■ Given text

******************************

The economic value of Vitaceae is often represented by viticulture, the practice of cultivating and harvesting the fruit of Vitis, grapes, and food and ingredients derived from grapes, such as wine, juice, other fresh products as well as raisins.

Grapevine (Vitis vinifera) is one of the oldest and most commonly cultivated fruit crops with its domestication begun around 6,000–8,000 years ago in Transcaucasian region, and it has more than 40,000 grapevine cultivar names. The first American grape species being cultivated is Muscadine (Vitis rotundifolia) and can be dated back to mid-18th century.

==Fossil record==
Vitaceae has a rich fossil record that spreads across Australia, Asia (China, India), Europe as well as North, South and Central America. The fossil evidence found includes wood, pollens, fruits and seeds.

Fossil species Indovitis chitaleyae is believed to be the earliest example of Vitaceae. One study published in 2013 examined the fruits and seeds of I. chitaleyae unearthed from Late Cretaceous Deccan Intertrappean beds of several sites in central India. The seeds investigated, including the ones from immature fruits bearing 4-6 seeds each and isolated mature seeds, are about 66 millions years old, and they feature diagnostic characteristics of order Vitales, such as having "paired ventral infolds and a dorsal chalaza".

I. chitaleyae is grouped into the 5-petaled groups of Vitaceae by the study for its "confinement of the chalazal scar to an elliptical knot on the dorsal side". Several morphological evidences furthermore suggest a closer position to the extant Vitis, although the fossil seed lacks one commonly shared trait in most Vitis species and Ampelocissus of having a cylindrical, terminally truncate basal beak.

******************************

(Recorded data)

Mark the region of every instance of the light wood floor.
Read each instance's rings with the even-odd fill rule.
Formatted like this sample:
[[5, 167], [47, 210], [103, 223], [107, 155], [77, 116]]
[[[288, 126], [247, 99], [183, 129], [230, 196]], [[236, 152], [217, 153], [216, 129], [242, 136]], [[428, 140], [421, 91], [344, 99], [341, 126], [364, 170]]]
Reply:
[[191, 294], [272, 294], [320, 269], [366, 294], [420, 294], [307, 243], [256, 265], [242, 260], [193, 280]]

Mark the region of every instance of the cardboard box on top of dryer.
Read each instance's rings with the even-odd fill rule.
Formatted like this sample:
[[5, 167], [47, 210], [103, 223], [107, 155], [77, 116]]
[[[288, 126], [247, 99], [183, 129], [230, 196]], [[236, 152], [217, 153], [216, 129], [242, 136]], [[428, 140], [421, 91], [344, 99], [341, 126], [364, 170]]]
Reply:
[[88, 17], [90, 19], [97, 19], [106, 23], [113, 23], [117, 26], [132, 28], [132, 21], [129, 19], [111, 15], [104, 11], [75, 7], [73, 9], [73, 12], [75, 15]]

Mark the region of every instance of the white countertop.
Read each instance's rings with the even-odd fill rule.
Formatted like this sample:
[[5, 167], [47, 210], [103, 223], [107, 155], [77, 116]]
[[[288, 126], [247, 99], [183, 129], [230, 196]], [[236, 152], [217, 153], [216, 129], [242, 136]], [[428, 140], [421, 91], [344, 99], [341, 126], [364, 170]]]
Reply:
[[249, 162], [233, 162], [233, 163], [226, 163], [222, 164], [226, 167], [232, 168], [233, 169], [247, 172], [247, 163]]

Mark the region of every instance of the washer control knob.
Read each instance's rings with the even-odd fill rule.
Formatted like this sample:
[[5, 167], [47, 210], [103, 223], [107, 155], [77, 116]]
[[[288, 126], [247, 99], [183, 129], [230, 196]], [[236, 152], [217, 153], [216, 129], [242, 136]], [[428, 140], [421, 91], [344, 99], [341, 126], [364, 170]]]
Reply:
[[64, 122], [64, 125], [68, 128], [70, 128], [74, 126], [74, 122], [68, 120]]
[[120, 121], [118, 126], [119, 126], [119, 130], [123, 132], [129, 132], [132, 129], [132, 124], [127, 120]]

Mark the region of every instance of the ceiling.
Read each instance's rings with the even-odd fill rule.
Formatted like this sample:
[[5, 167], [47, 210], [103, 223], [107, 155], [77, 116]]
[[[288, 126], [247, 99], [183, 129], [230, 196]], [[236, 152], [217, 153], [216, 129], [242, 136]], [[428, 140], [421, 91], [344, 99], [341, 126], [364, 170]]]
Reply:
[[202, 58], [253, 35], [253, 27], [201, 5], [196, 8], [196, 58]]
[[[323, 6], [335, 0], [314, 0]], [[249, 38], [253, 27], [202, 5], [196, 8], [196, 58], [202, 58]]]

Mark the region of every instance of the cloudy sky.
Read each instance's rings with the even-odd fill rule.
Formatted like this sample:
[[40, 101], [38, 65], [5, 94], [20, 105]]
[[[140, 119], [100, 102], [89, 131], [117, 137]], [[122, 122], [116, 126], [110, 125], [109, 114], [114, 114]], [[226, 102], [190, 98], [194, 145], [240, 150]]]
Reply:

******************************

■ To do
1. In the Vitaceae passage, in which region did grapevine domestication begin?
2. List every type of Vitaceae fossil evidence named in the Vitaceae passage.

■ Solutions below
1. In the Transcaucasian region.

2. Wood, pollens, fruits, and seeds.